Friday, November 16, 2012

Designing An API: Simplified Password Hashing

The other day, PHP 5.5 Alpha 1 was released to the public for the first round of testing the new features that are coming out. One of those new features is the Simplified Password Hashing API that I proposed (and was accepted). I have received a lot of feedback and criticism of the new API in the months since it's been committed. I figured now that Alpha 1 is out and people can play with it, I should respond to some of those items, and give a little bit more insight into why it was built the way it was...

The Backstory

When I was working on trying to come up with the API, I had a few goals in mind. Those goals (in no particular order) were:

  • Easy to use - Meaning that an average junior developer would understand how to use it.
  • Support the 99% use-case - It shouldn't try to be all things to everyone, just solve the baseline common need.
  • Forward compatible - The API shouldn't have to change if requirements and algorithms change in the future.
  • Secure - Obvious
These were the primary design goals that I had when working on this. There are others that were secondary, but I felt that these 4 summed up the goals of the project. 

With this in mind, let's look at some of the criticisms of the design, one by one.

Why Aren't The Functions Namespaced?!?!?!?!?

EXTRACTED INFORMATION:
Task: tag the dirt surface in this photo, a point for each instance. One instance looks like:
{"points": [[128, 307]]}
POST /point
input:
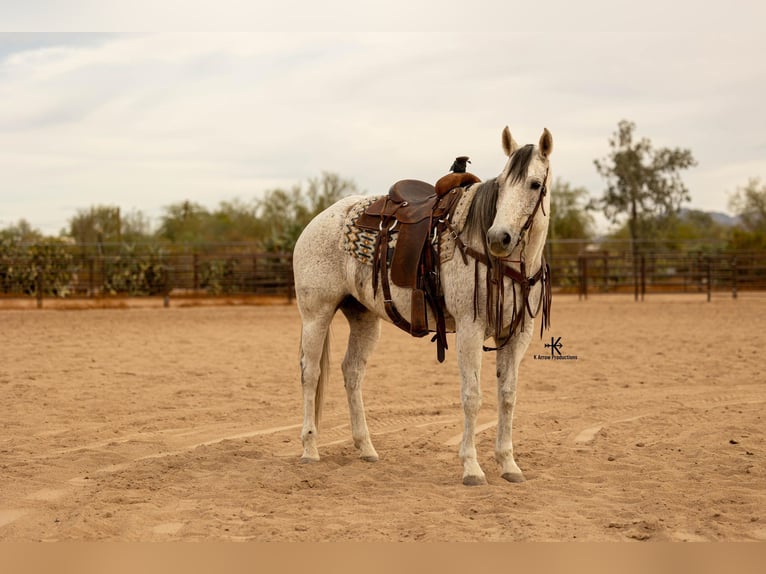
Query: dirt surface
{"points": [[154, 424]]}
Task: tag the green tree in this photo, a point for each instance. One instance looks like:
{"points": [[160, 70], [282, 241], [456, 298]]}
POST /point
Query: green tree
{"points": [[286, 213], [97, 225], [642, 184], [749, 204], [570, 218], [21, 232], [184, 222]]}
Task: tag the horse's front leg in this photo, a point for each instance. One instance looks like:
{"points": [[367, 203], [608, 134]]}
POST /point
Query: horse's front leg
{"points": [[508, 359], [469, 342]]}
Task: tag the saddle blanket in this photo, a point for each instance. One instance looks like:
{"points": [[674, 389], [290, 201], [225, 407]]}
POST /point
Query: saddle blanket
{"points": [[360, 243]]}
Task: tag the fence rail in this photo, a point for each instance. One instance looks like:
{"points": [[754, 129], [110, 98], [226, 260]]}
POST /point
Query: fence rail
{"points": [[76, 271], [661, 273]]}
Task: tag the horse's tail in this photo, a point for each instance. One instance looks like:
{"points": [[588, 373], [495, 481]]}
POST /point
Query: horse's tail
{"points": [[324, 375]]}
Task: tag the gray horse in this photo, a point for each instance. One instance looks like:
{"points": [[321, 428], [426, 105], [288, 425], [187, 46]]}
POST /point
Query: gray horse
{"points": [[497, 294]]}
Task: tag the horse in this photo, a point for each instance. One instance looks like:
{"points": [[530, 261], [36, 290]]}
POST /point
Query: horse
{"points": [[502, 239]]}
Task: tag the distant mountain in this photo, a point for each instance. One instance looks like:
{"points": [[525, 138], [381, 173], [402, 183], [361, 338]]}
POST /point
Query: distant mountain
{"points": [[718, 217]]}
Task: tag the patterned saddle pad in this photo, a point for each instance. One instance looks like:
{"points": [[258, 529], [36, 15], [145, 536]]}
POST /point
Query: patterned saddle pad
{"points": [[360, 243]]}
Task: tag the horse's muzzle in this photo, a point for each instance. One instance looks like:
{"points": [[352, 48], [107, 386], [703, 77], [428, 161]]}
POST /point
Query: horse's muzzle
{"points": [[500, 242]]}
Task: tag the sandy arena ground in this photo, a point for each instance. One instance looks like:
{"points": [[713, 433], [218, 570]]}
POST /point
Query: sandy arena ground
{"points": [[153, 424]]}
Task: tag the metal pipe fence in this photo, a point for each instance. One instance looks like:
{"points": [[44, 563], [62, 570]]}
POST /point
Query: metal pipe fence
{"points": [[57, 269]]}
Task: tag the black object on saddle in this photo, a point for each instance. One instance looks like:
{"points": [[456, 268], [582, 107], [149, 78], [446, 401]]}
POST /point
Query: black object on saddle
{"points": [[417, 214]]}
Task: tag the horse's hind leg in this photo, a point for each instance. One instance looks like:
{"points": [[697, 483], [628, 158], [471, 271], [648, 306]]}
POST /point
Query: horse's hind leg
{"points": [[364, 333], [508, 360], [314, 366]]}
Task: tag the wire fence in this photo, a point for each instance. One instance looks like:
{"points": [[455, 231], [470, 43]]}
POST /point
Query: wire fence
{"points": [[63, 270]]}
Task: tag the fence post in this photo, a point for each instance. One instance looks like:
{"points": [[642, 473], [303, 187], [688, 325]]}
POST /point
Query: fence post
{"points": [[39, 284], [195, 278], [583, 266]]}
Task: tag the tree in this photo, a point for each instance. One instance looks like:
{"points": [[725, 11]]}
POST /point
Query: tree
{"points": [[184, 222], [288, 212], [22, 232], [642, 184], [749, 204], [569, 216], [96, 226]]}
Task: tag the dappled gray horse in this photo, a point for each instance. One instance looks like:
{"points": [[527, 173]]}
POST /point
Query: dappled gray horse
{"points": [[493, 286]]}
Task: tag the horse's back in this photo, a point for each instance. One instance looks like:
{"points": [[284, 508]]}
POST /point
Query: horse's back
{"points": [[319, 263]]}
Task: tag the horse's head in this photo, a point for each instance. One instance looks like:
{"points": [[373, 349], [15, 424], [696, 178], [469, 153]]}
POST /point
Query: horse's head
{"points": [[521, 219]]}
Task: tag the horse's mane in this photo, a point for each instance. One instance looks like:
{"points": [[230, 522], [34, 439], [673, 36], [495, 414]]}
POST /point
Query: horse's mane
{"points": [[483, 208]]}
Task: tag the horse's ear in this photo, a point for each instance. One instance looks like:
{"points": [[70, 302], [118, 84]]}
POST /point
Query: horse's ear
{"points": [[509, 145], [546, 143]]}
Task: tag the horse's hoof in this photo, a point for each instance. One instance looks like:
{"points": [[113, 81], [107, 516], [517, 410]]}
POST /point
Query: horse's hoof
{"points": [[514, 477], [474, 480]]}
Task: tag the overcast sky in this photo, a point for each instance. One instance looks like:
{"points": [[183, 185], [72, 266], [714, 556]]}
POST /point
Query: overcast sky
{"points": [[145, 120]]}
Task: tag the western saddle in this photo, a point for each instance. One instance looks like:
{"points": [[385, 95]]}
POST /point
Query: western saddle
{"points": [[415, 213]]}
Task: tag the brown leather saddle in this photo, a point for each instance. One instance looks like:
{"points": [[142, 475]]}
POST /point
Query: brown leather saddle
{"points": [[416, 213]]}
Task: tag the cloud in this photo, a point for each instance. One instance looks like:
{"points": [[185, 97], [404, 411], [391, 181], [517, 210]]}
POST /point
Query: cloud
{"points": [[145, 120]]}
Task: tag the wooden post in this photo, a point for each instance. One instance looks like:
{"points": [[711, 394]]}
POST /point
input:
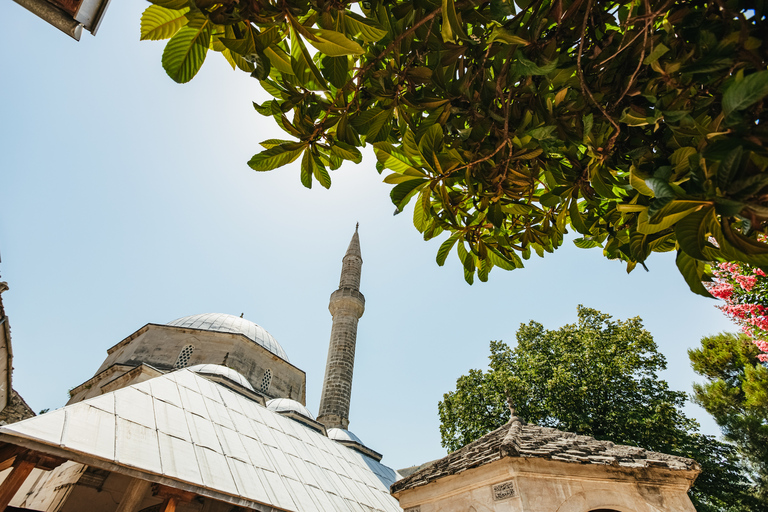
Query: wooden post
{"points": [[133, 495], [11, 485]]}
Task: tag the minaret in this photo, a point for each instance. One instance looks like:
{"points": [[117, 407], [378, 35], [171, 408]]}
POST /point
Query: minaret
{"points": [[346, 306]]}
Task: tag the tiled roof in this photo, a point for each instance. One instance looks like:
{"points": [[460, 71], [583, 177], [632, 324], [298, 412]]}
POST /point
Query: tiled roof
{"points": [[181, 427], [516, 439]]}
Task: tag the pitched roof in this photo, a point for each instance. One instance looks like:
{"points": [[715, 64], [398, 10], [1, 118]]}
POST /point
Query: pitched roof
{"points": [[517, 439], [183, 430]]}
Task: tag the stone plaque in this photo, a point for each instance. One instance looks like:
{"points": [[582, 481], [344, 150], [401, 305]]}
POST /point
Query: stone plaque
{"points": [[504, 490]]}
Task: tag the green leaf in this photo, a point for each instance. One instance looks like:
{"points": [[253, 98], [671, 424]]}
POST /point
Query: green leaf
{"points": [[503, 262], [680, 160], [667, 216], [655, 54], [336, 70], [445, 248], [160, 23], [660, 188], [639, 184], [577, 221], [270, 143], [346, 151], [450, 24], [403, 192], [526, 67], [499, 33], [729, 167], [421, 212], [746, 92], [691, 233], [185, 52], [431, 141], [171, 4], [394, 159], [277, 156], [334, 44], [374, 123], [317, 168], [278, 58], [365, 28], [693, 272], [584, 243], [303, 66]]}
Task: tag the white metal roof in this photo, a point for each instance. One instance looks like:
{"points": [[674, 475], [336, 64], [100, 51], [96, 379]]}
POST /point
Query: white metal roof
{"points": [[182, 427], [286, 405], [223, 371], [222, 322]]}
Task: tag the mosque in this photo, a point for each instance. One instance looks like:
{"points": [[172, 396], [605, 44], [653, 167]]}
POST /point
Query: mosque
{"points": [[207, 414]]}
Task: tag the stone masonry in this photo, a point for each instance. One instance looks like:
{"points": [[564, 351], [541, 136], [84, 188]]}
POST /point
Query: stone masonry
{"points": [[347, 306]]}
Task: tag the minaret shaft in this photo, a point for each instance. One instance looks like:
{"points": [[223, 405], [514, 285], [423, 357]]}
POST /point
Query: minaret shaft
{"points": [[347, 305]]}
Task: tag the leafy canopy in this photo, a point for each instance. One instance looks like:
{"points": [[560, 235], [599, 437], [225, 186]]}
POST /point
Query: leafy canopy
{"points": [[736, 394], [597, 377], [639, 124]]}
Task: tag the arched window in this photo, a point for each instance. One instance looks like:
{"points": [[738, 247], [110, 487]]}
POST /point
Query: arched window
{"points": [[266, 380], [183, 360]]}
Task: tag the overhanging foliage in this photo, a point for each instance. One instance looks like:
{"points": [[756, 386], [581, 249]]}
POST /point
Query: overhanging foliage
{"points": [[639, 124]]}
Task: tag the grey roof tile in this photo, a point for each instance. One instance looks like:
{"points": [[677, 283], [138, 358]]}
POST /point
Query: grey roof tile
{"points": [[516, 439]]}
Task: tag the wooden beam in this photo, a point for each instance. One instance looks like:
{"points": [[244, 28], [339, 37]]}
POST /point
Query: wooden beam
{"points": [[13, 482], [163, 491], [133, 495], [8, 455], [170, 504]]}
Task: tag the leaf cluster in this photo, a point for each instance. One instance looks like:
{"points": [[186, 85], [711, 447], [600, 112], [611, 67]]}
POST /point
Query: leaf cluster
{"points": [[638, 124], [735, 393], [598, 377]]}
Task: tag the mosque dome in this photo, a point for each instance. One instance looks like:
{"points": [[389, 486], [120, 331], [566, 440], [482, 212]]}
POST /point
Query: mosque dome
{"points": [[221, 322], [288, 405], [223, 371], [339, 434]]}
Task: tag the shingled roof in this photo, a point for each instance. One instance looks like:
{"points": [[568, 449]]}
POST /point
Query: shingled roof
{"points": [[518, 439]]}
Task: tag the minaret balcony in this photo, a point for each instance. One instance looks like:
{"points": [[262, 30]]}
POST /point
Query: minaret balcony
{"points": [[347, 300]]}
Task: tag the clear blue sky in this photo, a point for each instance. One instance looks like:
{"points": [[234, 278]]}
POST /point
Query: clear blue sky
{"points": [[126, 199]]}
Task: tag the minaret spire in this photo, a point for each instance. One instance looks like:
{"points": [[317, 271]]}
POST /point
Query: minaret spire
{"points": [[347, 305]]}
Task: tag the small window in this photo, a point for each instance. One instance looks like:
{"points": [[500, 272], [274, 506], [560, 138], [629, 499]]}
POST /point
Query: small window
{"points": [[184, 355], [266, 380]]}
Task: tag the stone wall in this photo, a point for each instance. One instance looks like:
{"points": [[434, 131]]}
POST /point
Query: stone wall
{"points": [[16, 410], [519, 484], [160, 347]]}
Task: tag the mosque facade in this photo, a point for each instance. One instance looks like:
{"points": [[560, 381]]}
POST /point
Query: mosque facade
{"points": [[207, 414], [204, 413]]}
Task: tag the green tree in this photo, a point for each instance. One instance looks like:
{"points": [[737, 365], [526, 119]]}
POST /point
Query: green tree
{"points": [[639, 124], [598, 377], [736, 394]]}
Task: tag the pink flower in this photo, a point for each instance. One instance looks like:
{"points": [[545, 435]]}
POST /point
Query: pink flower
{"points": [[746, 282]]}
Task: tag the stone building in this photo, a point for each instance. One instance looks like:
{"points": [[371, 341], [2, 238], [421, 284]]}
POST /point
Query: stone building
{"points": [[527, 468], [13, 408], [205, 413]]}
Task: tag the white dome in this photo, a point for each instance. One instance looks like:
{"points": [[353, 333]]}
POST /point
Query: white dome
{"points": [[288, 405], [221, 322], [339, 434], [227, 373]]}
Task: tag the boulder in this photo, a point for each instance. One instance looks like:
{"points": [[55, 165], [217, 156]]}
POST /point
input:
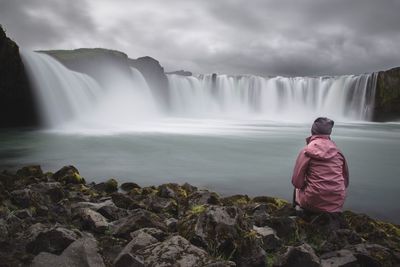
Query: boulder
{"points": [[340, 258], [140, 240], [260, 215], [129, 186], [69, 175], [124, 201], [154, 232], [17, 107], [109, 186], [53, 190], [176, 250], [202, 197], [53, 240], [92, 220], [302, 255], [138, 219], [25, 198], [81, 253], [270, 241], [224, 232], [387, 95], [28, 171]]}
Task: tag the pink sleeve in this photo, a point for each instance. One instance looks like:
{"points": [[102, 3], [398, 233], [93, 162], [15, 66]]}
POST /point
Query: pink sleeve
{"points": [[299, 172], [345, 172]]}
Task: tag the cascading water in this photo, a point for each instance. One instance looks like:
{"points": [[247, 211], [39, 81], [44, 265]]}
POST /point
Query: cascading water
{"points": [[61, 94], [344, 98], [72, 101], [68, 99]]}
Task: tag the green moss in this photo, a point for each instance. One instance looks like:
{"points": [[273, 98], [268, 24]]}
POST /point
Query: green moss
{"points": [[270, 259], [196, 209], [236, 200], [111, 185], [70, 55]]}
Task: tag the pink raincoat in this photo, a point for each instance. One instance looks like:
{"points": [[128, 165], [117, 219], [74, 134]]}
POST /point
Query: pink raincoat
{"points": [[321, 175]]}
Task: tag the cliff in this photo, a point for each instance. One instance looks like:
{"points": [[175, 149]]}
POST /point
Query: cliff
{"points": [[99, 63], [49, 219], [387, 96], [17, 107]]}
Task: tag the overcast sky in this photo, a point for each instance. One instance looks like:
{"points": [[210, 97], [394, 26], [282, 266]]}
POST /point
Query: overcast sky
{"points": [[264, 37]]}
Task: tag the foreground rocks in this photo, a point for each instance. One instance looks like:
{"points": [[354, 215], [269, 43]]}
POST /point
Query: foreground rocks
{"points": [[49, 219]]}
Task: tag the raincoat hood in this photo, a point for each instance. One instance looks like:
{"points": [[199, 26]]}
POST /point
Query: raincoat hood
{"points": [[321, 147]]}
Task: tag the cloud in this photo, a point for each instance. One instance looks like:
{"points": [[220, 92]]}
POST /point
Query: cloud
{"points": [[265, 37]]}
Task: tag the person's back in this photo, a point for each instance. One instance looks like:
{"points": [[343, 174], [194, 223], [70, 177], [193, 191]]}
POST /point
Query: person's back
{"points": [[320, 174]]}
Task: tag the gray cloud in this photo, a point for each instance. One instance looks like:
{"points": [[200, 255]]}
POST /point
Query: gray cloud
{"points": [[265, 37]]}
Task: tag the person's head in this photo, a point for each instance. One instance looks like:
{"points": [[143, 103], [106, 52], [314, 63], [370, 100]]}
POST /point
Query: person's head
{"points": [[322, 126]]}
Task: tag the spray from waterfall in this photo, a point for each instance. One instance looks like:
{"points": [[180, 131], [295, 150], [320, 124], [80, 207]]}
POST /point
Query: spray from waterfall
{"points": [[73, 101], [344, 98]]}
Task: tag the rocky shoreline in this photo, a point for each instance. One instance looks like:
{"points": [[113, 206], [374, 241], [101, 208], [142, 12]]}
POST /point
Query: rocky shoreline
{"points": [[49, 219]]}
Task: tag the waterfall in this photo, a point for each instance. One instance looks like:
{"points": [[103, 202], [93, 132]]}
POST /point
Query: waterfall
{"points": [[124, 102], [70, 99], [344, 98]]}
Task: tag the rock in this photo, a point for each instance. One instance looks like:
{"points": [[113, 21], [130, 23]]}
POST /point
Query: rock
{"points": [[373, 255], [82, 252], [172, 225], [270, 241], [221, 264], [7, 180], [124, 201], [203, 197], [138, 219], [339, 239], [25, 198], [92, 220], [223, 232], [53, 240], [387, 95], [154, 232], [23, 214], [154, 74], [249, 252], [236, 200], [165, 206], [69, 175], [129, 186], [260, 215], [28, 171], [53, 190], [140, 240], [285, 227], [3, 230], [17, 106], [339, 258], [128, 260], [302, 255], [109, 186], [175, 250]]}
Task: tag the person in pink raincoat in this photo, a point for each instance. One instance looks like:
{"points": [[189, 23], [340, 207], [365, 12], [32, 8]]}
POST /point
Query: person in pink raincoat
{"points": [[321, 175]]}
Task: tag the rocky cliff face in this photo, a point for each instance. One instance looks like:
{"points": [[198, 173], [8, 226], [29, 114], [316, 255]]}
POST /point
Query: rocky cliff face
{"points": [[17, 106], [387, 97]]}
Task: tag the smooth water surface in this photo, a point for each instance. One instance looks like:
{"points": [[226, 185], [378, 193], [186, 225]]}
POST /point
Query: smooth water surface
{"points": [[254, 158]]}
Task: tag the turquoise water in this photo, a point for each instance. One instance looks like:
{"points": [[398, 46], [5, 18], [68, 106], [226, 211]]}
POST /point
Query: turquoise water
{"points": [[248, 158]]}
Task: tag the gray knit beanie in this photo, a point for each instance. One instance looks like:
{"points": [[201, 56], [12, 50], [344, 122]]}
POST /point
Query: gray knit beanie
{"points": [[323, 126]]}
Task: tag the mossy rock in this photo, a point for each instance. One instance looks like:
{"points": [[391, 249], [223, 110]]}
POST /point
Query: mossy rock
{"points": [[69, 175], [33, 170], [374, 231], [236, 200]]}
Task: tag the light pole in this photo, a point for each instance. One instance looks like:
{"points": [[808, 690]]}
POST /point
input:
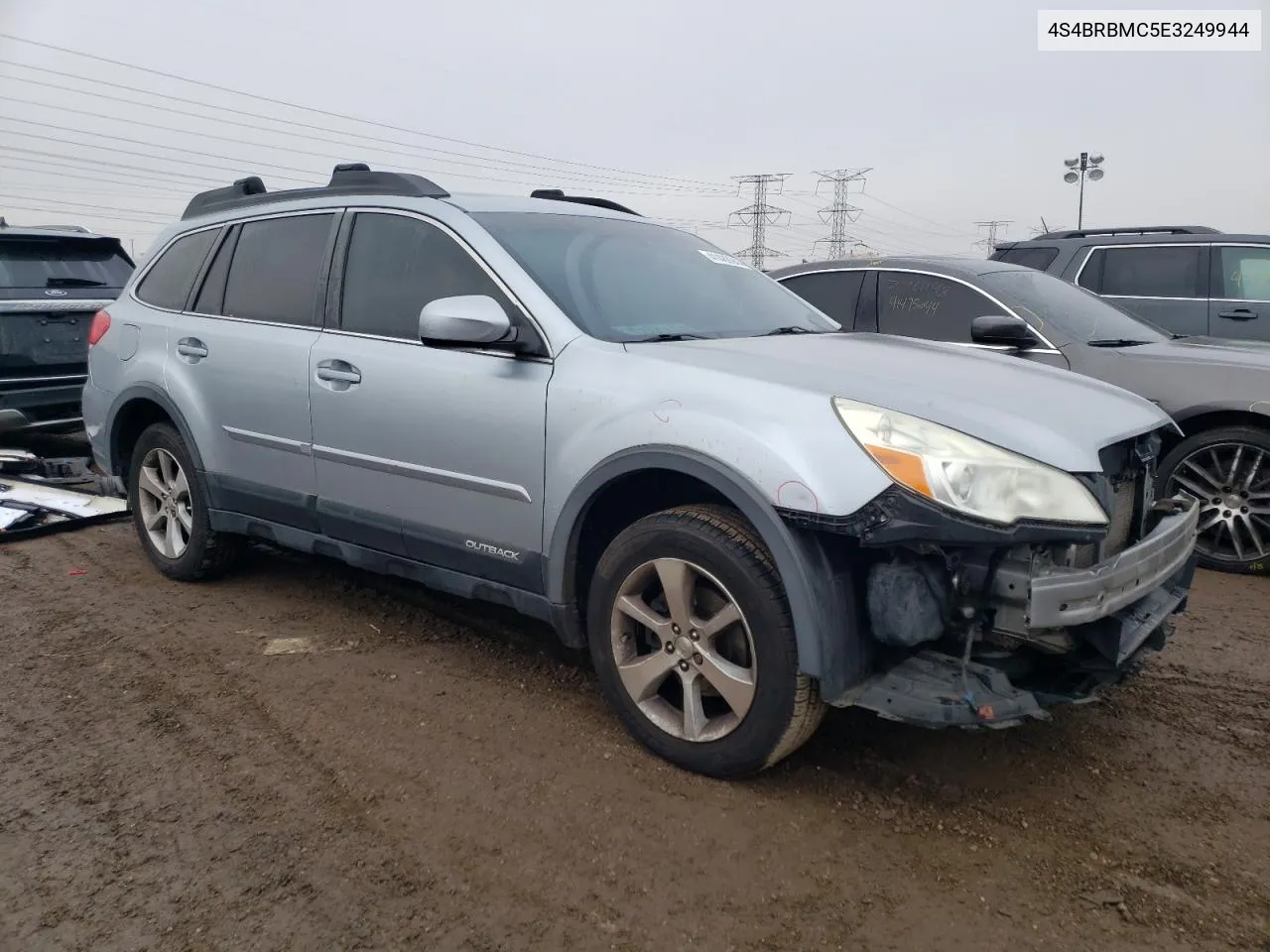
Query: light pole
{"points": [[1088, 169]]}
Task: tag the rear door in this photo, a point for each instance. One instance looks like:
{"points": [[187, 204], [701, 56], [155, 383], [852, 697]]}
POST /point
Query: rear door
{"points": [[238, 363], [50, 289], [1167, 285], [1241, 293]]}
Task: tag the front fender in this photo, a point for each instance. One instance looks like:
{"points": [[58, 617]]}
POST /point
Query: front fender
{"points": [[817, 583]]}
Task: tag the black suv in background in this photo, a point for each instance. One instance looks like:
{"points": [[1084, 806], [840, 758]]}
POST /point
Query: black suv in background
{"points": [[53, 281], [1185, 278]]}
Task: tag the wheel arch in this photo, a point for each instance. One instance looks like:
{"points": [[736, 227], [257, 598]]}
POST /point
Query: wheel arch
{"points": [[821, 599], [1207, 416]]}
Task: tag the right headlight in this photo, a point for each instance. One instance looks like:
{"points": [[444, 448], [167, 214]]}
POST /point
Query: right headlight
{"points": [[965, 474]]}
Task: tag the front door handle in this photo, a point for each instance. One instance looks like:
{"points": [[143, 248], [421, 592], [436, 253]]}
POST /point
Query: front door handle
{"points": [[191, 347], [338, 372]]}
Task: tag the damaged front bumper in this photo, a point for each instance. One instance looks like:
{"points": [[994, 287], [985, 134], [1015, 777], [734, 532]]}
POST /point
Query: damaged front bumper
{"points": [[1058, 633]]}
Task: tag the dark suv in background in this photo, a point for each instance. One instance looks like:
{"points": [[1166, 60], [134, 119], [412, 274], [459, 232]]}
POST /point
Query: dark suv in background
{"points": [[53, 281], [1187, 278]]}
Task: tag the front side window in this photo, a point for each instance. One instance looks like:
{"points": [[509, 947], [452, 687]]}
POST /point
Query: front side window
{"points": [[397, 264], [276, 272], [58, 262], [626, 280], [1051, 303], [929, 307], [1164, 271], [171, 280], [1245, 273]]}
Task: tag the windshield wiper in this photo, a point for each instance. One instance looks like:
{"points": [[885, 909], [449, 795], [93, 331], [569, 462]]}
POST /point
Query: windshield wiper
{"points": [[1116, 341], [658, 338], [789, 329], [73, 284]]}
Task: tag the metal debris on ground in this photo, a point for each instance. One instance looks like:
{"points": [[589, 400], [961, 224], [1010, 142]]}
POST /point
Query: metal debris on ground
{"points": [[37, 495]]}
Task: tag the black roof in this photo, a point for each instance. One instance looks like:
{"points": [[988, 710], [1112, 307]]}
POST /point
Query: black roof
{"points": [[353, 179], [952, 267], [1134, 235]]}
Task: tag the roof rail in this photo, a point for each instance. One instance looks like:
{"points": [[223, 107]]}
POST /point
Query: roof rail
{"points": [[557, 194], [1144, 230], [345, 179]]}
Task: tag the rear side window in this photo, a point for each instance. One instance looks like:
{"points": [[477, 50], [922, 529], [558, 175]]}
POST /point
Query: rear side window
{"points": [[1038, 258], [171, 280], [277, 268], [833, 294], [1144, 272], [62, 263], [398, 264]]}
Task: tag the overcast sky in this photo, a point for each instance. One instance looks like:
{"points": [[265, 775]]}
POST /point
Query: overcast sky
{"points": [[657, 104]]}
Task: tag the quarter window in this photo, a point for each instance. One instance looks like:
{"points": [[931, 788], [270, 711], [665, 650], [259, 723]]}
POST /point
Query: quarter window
{"points": [[1144, 272], [833, 294], [930, 307], [169, 282], [277, 267], [395, 266], [1245, 275]]}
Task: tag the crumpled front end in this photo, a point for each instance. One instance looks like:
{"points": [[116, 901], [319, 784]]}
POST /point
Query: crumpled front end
{"points": [[980, 626]]}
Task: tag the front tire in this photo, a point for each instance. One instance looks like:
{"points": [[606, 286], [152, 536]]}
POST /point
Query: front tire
{"points": [[169, 509], [693, 642], [1228, 471]]}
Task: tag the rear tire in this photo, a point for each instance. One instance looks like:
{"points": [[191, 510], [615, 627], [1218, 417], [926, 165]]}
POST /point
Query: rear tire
{"points": [[1228, 471], [169, 509], [729, 626]]}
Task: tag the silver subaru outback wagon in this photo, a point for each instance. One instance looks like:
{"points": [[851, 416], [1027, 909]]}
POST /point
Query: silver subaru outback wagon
{"points": [[552, 403]]}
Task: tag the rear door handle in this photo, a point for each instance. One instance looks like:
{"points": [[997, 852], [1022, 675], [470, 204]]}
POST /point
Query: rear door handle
{"points": [[338, 372], [190, 347]]}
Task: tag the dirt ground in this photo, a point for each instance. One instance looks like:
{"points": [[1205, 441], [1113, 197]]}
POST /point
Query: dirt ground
{"points": [[418, 774]]}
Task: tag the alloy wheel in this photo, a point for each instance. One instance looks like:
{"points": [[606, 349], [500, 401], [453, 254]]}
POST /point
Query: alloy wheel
{"points": [[1232, 486], [684, 651], [163, 497]]}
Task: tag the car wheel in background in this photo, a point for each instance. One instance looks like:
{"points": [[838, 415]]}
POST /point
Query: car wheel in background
{"points": [[1228, 471], [693, 642], [169, 509]]}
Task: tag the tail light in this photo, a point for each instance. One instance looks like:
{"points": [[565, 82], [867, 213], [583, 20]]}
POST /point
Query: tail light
{"points": [[96, 329]]}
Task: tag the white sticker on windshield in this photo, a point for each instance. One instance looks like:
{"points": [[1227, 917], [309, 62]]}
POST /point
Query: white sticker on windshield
{"points": [[722, 259]]}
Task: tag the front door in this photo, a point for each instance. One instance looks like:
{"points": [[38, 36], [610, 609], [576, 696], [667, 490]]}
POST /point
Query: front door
{"points": [[434, 453], [1241, 293]]}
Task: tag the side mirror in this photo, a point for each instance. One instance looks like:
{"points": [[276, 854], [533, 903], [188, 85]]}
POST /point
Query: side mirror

THE TASKS:
[a] Count the lines in the rows that contain the string "beam", treating case as significant. Give only the number.
[b] Extend the post on PHP's simplified password hashing API, picking up after the last sentence shown.

RESPONSES TO THE EXERCISE:
[a] 2

[b]
This has to be the most common question that I've been asked. PHP has namespaces, so why weren't these new functions and constants namespaced... There are actually a few reasons why they aren't namespaced. Let's start with the most obvious. They weren't namespaced, because nothing in core is namespaced. There is not a single core function or class or extension that uses namespaces. So for consistency sake, it makes little sense for this tiny part of the standard library to all of a sudden break convention.

Don't underestimate that point. Yes, there will have to be a first namespaced function/class/extension in core. But this is not a new extension, or a new set of classes. It's a new function inside of a standard library full of other functions. It would be odd (to say the least) to have 4 random functions namespaced  while the rest of standard lib around it is not.

The second reason is that there's really no benefit to namespacing functions. You can't alias them. You can't import them (via a use statement). You always have to type out the full namespace of the function, unless you're in the same namespace as the function. And considering that the namespace for this would start with \php, you should NEVER be in that situation anyway. So namespacing these functions would be LITERALLY the same as prefixing them with a constant string (like "password_")... So namespacing buys us nothing, except for the sake of namespacing...

The final, and perhaps most important point, is that namespacing the function detracts from its ease of use. It detracts from one of the primary goals of the effort. Sure, you could make the argument that many PHP developers understand namespaces. But many don't, and don't need to. In fact, the audience that would benefit the most from this new API is the audience that is least likely to understand namespaces... But more on that later...

Why Isn't This A Class?!?!?!?!?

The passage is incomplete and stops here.